Recast the records below as a two-column Markdown table headed "Number" and "Entry", covering the lines from the one with "the tall evergreen" through the end of the records. Number each line in order, and skip any blank lines.
○ ○ ○ ○
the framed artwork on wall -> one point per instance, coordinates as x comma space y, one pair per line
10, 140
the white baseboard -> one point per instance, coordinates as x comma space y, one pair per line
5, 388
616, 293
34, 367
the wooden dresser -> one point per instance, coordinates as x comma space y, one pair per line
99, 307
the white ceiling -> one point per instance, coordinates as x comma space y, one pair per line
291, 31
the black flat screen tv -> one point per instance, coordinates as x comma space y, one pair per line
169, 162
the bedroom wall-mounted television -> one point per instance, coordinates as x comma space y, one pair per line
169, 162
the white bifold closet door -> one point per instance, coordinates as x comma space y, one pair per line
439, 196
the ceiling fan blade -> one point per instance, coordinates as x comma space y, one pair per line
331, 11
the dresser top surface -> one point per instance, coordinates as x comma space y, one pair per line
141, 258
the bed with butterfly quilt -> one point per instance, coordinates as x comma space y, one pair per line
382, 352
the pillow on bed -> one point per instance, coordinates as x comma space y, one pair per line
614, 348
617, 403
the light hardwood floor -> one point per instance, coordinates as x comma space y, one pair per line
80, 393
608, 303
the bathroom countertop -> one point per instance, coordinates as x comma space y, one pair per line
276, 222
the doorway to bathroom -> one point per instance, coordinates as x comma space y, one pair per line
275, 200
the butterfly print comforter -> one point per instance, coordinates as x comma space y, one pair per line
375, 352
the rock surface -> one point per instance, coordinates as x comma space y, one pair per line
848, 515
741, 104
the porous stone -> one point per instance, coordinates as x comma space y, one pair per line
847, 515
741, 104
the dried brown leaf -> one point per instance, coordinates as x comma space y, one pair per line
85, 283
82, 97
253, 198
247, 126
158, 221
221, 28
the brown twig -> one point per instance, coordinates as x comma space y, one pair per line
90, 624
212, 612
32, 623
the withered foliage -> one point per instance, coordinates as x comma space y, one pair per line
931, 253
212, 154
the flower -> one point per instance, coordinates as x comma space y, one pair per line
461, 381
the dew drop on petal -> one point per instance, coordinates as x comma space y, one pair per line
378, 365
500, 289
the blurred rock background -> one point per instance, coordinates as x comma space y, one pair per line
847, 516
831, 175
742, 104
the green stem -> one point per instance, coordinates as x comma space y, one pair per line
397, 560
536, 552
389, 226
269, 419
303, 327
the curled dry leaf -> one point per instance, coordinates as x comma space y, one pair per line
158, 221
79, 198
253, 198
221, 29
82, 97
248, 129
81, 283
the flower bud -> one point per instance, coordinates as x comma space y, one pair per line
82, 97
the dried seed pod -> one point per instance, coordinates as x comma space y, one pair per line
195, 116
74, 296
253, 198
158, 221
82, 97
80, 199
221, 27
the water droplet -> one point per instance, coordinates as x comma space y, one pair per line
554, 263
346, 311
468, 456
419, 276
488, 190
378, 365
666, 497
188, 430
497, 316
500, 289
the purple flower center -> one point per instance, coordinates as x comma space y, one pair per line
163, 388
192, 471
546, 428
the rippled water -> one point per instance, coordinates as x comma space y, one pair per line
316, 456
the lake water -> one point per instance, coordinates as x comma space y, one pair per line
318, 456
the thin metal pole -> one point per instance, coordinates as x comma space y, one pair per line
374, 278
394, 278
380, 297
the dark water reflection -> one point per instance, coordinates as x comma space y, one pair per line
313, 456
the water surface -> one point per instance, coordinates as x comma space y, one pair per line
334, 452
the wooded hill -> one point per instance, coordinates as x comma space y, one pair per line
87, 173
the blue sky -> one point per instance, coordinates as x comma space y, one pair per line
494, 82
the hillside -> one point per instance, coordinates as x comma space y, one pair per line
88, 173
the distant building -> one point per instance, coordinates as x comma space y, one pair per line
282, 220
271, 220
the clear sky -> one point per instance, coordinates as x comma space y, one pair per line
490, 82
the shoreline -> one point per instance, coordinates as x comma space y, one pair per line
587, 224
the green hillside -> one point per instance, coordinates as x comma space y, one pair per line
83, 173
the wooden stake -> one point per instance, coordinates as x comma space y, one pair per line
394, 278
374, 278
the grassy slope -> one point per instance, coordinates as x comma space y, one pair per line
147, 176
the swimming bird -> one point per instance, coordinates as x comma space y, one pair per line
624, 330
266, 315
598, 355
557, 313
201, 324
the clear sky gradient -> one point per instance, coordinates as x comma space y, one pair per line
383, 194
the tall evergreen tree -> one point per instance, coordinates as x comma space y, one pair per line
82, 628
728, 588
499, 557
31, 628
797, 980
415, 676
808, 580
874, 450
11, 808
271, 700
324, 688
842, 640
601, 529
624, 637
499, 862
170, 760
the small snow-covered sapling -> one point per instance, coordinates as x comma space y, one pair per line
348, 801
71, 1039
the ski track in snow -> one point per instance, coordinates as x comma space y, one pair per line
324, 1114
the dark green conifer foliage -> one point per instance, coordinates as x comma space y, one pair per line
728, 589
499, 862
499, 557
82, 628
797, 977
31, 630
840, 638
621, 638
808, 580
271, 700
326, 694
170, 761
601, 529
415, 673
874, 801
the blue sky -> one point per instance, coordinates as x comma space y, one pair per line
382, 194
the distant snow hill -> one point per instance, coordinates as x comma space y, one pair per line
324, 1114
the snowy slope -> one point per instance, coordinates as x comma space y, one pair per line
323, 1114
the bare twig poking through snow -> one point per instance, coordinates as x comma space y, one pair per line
○ ○ ○ ○
(Completed exercise)
| Number | Entry |
|---|---|
| 1 | the tall evergreen tree -> one point per instance, coordinates as x comma space y, one pair per line |
| 2 | 82, 628 |
| 3 | 728, 588 |
| 4 | 499, 557 |
| 5 | 31, 628 |
| 6 | 797, 980 |
| 7 | 415, 676 |
| 8 | 808, 580 |
| 9 | 874, 450 |
| 10 | 11, 808 |
| 11 | 271, 700 |
| 12 | 324, 688 |
| 13 | 842, 640 |
| 14 | 601, 529 |
| 15 | 624, 637 |
| 16 | 499, 862 |
| 17 | 170, 760 |
| 18 | the small snow-covered sapling -> one point per instance, coordinates as x comma space y, one pair per line |
| 19 | 348, 801 |
| 20 | 71, 1039 |
| 21 | the ski track in snow -> one point per instance, coordinates as x comma space y, one pair per line |
| 22 | 324, 1114 |
| 23 | the dark green conifer foliage -> one point per instance, coordinates as x comma space y, one pair per line |
| 24 | 728, 589 |
| 25 | 499, 862 |
| 26 | 499, 557 |
| 27 | 82, 628 |
| 28 | 797, 977 |
| 29 | 31, 630 |
| 30 | 840, 638 |
| 31 | 621, 638 |
| 32 | 808, 580 |
| 33 | 271, 700 |
| 34 | 326, 694 |
| 35 | 170, 761 |
| 36 | 601, 529 |
| 37 | 415, 673 |
| 38 | 874, 801 |
| 39 | the blue sky -> one point per instance, coordinates as x comma space y, one pair per line |
| 40 | 382, 194 |
| 41 | the distant snow hill -> one point per instance, coordinates as x comma space y, one pair per line |
| 42 | 324, 1114 |
| 43 | the snowy slope -> one point per instance, coordinates as x comma space y, one pair per line |
| 44 | 323, 1114 |
| 45 | the bare twig poking through snow -> one point per instance, coordinates as x comma space y, one pair per line |